Problem requirements
Retype word for word the lines of the data below, from the first to the one bearing "Q: Where on this screen is the canopy", with that one included.

Dataset
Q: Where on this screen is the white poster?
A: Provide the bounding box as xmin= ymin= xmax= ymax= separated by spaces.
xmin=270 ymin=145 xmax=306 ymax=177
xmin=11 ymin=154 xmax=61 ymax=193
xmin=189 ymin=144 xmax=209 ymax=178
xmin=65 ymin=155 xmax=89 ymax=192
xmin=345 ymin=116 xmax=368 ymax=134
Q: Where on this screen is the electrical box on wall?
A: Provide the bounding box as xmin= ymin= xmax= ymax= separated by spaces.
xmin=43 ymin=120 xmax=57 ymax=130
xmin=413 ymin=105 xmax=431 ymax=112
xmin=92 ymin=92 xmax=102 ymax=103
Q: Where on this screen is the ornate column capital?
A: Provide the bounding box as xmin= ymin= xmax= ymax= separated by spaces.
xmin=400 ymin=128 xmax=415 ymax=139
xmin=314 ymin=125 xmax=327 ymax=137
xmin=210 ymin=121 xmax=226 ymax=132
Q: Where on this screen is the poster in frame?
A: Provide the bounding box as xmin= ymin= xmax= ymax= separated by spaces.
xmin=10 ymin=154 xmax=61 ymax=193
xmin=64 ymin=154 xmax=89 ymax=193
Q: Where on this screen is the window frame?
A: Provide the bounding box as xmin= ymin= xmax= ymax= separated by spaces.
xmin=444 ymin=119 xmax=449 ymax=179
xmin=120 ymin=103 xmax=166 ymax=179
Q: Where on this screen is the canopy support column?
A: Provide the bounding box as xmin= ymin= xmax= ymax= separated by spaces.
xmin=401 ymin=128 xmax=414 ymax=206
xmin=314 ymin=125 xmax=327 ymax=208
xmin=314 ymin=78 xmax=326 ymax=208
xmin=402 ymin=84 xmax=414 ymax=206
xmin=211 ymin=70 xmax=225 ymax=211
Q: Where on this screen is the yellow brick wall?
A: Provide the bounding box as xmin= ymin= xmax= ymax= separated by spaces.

Answer to the exercise
Q: Where on this screen is the white poster?
A: Provide the bounding box as xmin= ymin= xmax= ymax= separated by spaces.
xmin=270 ymin=145 xmax=306 ymax=177
xmin=11 ymin=154 xmax=61 ymax=193
xmin=189 ymin=144 xmax=209 ymax=178
xmin=65 ymin=155 xmax=89 ymax=192
xmin=345 ymin=116 xmax=368 ymax=134
Q: Where on this screen is the electrical box on wall?
A: Provide the bounding box as xmin= ymin= xmax= ymax= separated by spaces.
xmin=43 ymin=120 xmax=57 ymax=130
xmin=413 ymin=105 xmax=431 ymax=112
xmin=92 ymin=92 xmax=102 ymax=103
Q: Where on this screen is the ornate column capital?
A: Provide the bounding box as xmin= ymin= xmax= ymax= separated by spaces.
xmin=400 ymin=128 xmax=415 ymax=139
xmin=314 ymin=125 xmax=327 ymax=137
xmin=210 ymin=121 xmax=226 ymax=132
Q: Where on this screen is the poster in frame?
A: Provide the bounding box as xmin= ymin= xmax= ymax= separated by spaces.
xmin=10 ymin=154 xmax=61 ymax=193
xmin=64 ymin=154 xmax=89 ymax=193
Q: Where on this screen is the window frame?
A: Provide the bounding box as xmin= ymin= xmax= ymax= separated by spaces.
xmin=444 ymin=119 xmax=449 ymax=179
xmin=120 ymin=103 xmax=166 ymax=179
Q: Where on this screen is the canopy support column?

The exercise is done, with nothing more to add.